▶ _PROVIDED PASSAGE_:
[Start of Attachment]
Campus Rot 12/13/23

Have you heard enough about Harvard in the news lately? I've reached my threshold. Whether it was that disappointing Congressional testimony, or the decidedly unfunny SNL sketch that skewered the wrong parties, my once proud association feels tarnished. After three grueling years, I'm done after my dissertation submission on Dec 18th. Phew! I'm cooling my heels until Spring Commencement, until the anticlimactic pomp and circumstance of cap and gown. I don't want to receive my degree from the morally vacuous President Gay. The smug opportunism of her short tenure has tarnished America's oldest university. The failure to combat campus antisemitism proved a boon to haters and Harvard became a superspreader. While Harvard Corp continues to publicly support Gay, the not-so-private chatter is that it's afraid of firing its first Black President, while also appearing to kowtow to bigwigs like Ackman.
[End of Attachment]
▶ _INFORMATION GIVEN_:
[Start of Attachment]
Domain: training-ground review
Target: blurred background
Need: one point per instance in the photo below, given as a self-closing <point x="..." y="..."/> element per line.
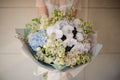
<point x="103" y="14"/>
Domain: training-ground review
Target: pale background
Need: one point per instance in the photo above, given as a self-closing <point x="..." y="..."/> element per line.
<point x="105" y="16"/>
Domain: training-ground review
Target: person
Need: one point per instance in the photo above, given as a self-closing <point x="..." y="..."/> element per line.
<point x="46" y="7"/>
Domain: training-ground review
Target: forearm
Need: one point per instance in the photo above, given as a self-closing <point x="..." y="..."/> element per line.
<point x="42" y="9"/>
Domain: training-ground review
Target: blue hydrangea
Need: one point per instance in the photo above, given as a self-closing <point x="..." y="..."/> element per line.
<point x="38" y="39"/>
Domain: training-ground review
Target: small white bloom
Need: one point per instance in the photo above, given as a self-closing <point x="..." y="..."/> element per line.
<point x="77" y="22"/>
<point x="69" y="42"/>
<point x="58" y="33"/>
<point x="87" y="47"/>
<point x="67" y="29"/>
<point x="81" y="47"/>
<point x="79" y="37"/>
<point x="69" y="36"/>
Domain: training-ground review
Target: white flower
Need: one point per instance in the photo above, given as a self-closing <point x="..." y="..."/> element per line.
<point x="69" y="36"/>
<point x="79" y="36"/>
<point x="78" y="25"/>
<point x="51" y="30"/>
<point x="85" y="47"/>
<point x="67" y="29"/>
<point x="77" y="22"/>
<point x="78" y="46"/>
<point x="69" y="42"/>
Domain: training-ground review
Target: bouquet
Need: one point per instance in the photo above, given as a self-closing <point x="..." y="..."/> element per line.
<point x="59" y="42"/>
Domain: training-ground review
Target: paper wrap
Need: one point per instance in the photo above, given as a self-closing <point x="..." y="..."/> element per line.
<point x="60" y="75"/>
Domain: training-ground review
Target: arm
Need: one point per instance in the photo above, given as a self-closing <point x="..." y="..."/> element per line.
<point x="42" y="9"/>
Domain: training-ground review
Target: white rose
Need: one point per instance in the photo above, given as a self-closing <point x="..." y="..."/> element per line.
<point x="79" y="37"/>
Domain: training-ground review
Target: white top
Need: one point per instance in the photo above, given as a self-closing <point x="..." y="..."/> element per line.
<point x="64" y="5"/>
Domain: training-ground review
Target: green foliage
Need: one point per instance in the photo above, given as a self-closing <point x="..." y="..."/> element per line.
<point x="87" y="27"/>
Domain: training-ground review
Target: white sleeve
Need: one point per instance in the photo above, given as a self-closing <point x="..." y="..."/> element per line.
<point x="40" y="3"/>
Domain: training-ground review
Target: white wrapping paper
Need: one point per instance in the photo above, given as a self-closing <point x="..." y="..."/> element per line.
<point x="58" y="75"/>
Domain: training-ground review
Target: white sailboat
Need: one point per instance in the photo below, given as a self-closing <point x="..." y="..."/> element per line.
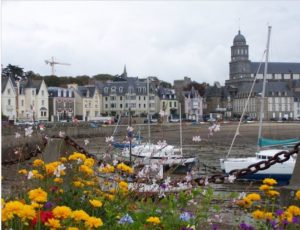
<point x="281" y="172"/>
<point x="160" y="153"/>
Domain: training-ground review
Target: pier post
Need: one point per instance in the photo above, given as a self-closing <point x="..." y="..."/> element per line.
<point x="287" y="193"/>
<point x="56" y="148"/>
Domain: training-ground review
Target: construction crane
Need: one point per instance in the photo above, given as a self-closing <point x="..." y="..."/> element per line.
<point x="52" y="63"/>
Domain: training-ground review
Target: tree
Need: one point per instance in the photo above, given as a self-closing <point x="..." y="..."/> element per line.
[End of Attachment]
▶ _EXERCISES_:
1. Please check each statement against the Campus Rot post and mark it yes or no, quoting the words that decide it: (a) The writer expects to be done after submitting the dissertation on Dec 18th. (b) The writer found the SNL sketch funny. (c) Harvard Corp has publicly withdrawn its support for Gay.
2. Answer these from the Campus Rot post:
(a) How many years of study does the writer describe?
(b) At what event will the writer receive the degree?
(c) Which bigwig does the post name?

▶ _RESULTS IN ORDER_:
1.
(a) Yes: "I'm done after my dissertation submission on Dec 18th."
(b) No: "the decidedly unfunny SNL sketch that skewered the wrong parties"
(c) No: "While Harvard Corp continues to publicly support Gay"

2.
(a) Three
(b) Spring Commencement
(c) Ackman